To do: Reproduce the records word for word, with nothing left out.

====

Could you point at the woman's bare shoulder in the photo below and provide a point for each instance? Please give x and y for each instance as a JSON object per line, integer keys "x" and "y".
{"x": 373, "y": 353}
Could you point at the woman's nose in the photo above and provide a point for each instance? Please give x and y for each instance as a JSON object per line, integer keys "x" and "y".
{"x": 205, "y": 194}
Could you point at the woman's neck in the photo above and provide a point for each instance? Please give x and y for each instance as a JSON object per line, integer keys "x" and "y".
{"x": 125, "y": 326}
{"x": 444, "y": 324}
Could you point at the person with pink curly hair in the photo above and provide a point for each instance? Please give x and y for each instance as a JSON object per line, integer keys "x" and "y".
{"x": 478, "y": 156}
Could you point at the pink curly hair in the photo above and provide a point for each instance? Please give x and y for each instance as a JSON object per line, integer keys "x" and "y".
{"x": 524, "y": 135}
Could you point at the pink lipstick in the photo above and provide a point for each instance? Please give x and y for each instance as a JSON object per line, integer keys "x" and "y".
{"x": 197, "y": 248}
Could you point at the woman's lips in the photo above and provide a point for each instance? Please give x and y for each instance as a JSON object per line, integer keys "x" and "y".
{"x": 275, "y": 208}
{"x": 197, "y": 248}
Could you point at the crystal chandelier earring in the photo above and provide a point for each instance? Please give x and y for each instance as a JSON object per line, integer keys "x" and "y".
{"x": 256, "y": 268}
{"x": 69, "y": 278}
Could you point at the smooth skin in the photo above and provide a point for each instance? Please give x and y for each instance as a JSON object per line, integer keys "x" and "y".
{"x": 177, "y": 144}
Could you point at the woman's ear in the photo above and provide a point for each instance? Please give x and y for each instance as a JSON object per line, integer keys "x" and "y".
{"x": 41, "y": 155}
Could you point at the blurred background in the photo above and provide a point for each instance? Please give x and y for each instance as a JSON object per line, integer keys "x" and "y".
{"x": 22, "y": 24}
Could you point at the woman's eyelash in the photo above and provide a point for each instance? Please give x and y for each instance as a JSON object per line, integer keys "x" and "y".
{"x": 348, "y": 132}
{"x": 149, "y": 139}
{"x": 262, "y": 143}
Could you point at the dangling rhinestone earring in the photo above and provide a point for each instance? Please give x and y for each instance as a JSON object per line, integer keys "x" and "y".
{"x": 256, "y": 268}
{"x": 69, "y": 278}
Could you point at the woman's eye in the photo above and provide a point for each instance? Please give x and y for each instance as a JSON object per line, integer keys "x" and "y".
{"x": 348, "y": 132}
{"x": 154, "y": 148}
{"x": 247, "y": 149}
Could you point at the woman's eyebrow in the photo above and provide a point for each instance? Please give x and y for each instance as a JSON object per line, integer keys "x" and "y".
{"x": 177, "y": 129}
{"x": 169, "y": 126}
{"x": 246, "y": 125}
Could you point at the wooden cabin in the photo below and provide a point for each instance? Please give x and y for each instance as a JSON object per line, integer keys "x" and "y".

====

Task solution:
Could you point at the woman's bare shoulder in the photo below and provide a point for each instance? Please give x and y for each instance as a JSON object per line, integer keys "x" and "y".
{"x": 373, "y": 353}
Could you point at the woman's nose in the photo above and provide a point for each instance? Please give x and y for each instance as a JSON object per line, integer keys "x" and "y".
{"x": 205, "y": 194}
Could you point at the woman's neck in the photo above and provide a point for each instance? Please give x and y for each instance as a JSON object per line, integer keys "x" and "y".
{"x": 125, "y": 326}
{"x": 444, "y": 324}
Could you point at the person with pink curly hair in the photo above and provide a point for each instance? Please give x and y for each instance as a JSON object per line, integer keys "x" and "y".
{"x": 478, "y": 156}
Could you point at the pink curly hair in the photo above and provide a point for each instance? Please give x and y for each instance as a JSON object per line, integer keys "x" and "y".
{"x": 524, "y": 135}
Could you point at the pink lipstick in the photo above and provide a point for each instance? Please give x and y for each instance as a JSON object per line, integer keys "x" and "y".
{"x": 197, "y": 248}
Could you point at the woman's lips in the photo above and provide a point for each instance? Please give x and y for each instance as a JSON object per line, integer keys "x" and "y".
{"x": 275, "y": 208}
{"x": 197, "y": 248}
Could you point at the crystal chandelier earring in the photo above and provide a point for each instance? Please give x and y for each instance as a JSON object per line, integer keys "x" and "y".
{"x": 256, "y": 268}
{"x": 69, "y": 278}
Could you point at the smooth skin in the photo above and provide a point for each instance? Please give x and y for each instance as a JSON object per line, integer keys "x" and "y".
{"x": 177, "y": 144}
Could you point at the woman's ear in the photo above and provide a point for each instance? Please give x and y for each instance as a JSON object per line, integer keys "x" and "y".
{"x": 41, "y": 155}
Could you point at the blurred background in the photo above and provide a point for each instance? Please give x and y for each instance as a JSON object per line, integer keys "x" and "y".
{"x": 22, "y": 24}
Could you point at the woman's eyelash in the photo above and provide a point for each instance? Please give x and y for each instance as a JSON object per line, integer keys "x" and "y".
{"x": 348, "y": 132}
{"x": 149, "y": 139}
{"x": 262, "y": 143}
Could you point at the dangling rhinestone earring in the photo above and provide a point for each instance? Please give x and y for each instance as a JSON object per line, integer keys "x" and "y".
{"x": 256, "y": 268}
{"x": 69, "y": 278}
Could you point at the woman's eye in the photo above and provide a point for each instance? Please give x and y for each instance as a JSON object per line, integer keys "x" and "y".
{"x": 348, "y": 132}
{"x": 154, "y": 148}
{"x": 247, "y": 149}
Could you point at the woman's eyebrow in the photo above and provide a point for each instance? Please give x and y for each instance as a JSON object per line, integer keys "x" and "y".
{"x": 177, "y": 129}
{"x": 169, "y": 126}
{"x": 246, "y": 125}
Could you point at the wooden cabin in the photo below and provide a point for each instance? Please give x and y for each instance as a JSON object per line, integer keys "x" and "y".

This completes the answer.